(REQUISITOS DEL EJERCICIO):
Reproduce el fragmento del texto proporcionado desde "Una por una" hasta "con el ayer.", ambos incluidos, cambiando "rostro" por "cara".

Despertar de la memoria
Por Jafet Rodrigo Cortés Sosa
Caminé, sin percatarme lo que llevaba en mi espalda; avancé y nada ni nadie me advirtió sobre la trampa que estaba cada vez más cerca, acortando toda posibilidad de escape. De pronto me encontraba ahí, en esa esquina que se convirtió en un refugio, por un tiempo; en ese punto donde se permanecía aferrada a las paredes y al piso, una marejada de memorias de lo que fue.
Una por una se fueron encendiendo aquellas luces. Recuerdos que pensé haber dominado, atacaron; me golpearon, hundieron mi rostro dentro del agua; despertaron mis lágrimas, éstas recorrieron camino rumbo al piso; algunas sonrisas se colaron entre todo. Vastos rincones aparecieron frente a mí, sin que hubiera necesidad de moverme; todos ellos, lugares que visité hace tiempo, acompañados de sensaciones que me estremecían de placer, otras de agonía, pero todas con un tinte azul profundo. La nostalgia de relacionar momentos con el ayer.

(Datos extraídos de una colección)

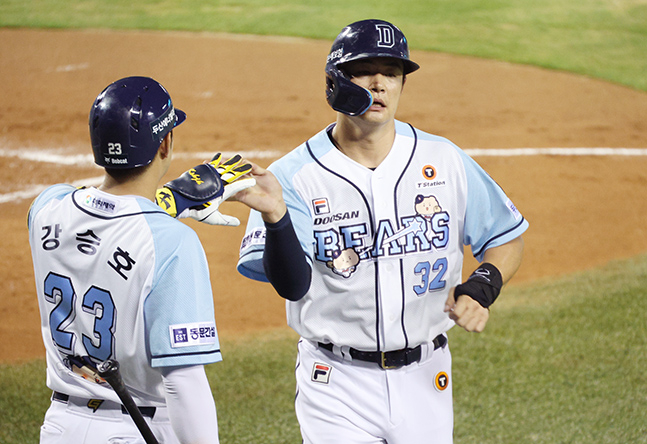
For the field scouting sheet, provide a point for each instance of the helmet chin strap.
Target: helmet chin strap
(345, 96)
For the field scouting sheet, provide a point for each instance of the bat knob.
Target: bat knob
(108, 367)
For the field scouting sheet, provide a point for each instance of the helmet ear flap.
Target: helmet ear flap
(344, 96)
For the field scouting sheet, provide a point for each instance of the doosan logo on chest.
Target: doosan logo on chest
(337, 217)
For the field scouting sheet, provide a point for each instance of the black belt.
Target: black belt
(392, 359)
(94, 404)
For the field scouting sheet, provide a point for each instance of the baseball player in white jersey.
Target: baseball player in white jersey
(118, 278)
(366, 243)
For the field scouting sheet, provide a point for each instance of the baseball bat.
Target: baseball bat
(109, 370)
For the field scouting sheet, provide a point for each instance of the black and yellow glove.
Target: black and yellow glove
(198, 192)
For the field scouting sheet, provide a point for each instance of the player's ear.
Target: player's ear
(166, 146)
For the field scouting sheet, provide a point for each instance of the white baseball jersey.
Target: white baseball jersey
(118, 278)
(385, 245)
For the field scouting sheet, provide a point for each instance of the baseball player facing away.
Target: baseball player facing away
(366, 243)
(118, 278)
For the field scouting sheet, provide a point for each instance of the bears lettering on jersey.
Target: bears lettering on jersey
(343, 247)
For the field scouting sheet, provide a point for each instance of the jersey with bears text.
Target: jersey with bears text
(385, 245)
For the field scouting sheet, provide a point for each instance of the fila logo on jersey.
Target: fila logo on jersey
(441, 381)
(321, 372)
(320, 206)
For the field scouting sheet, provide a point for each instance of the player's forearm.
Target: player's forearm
(506, 257)
(191, 407)
(285, 263)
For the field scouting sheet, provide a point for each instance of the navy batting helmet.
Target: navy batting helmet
(129, 120)
(362, 40)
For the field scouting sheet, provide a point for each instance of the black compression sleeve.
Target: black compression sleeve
(285, 263)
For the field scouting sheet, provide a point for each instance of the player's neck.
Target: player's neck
(366, 145)
(143, 183)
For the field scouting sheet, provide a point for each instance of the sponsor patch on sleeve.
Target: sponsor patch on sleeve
(255, 237)
(198, 333)
(513, 210)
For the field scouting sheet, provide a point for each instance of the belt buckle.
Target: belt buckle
(383, 362)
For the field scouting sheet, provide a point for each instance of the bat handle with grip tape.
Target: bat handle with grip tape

(SECCIÓN DE RESPUESTA):
Una por una se fueron encendiendo aquellas luces. Recuerdos que pensé haber dominado, atacaron; me golpearon, hundieron mi cara dentro del agua; despertaron mis lágrimas, éstas recorrieron camino rumbo al piso; algunas sonrisas se colaron entre todo. Vastos rincones aparecieron frente a mí, sin que hubiera necesidad de moverme; todos ellos, lugares que visité hace tiempo, acompañados de sensaciones que me estremecían de placer, otras de agonía, pero todas con un tinte azul profundo. La nostalgia de relacionar momentos con el ayer.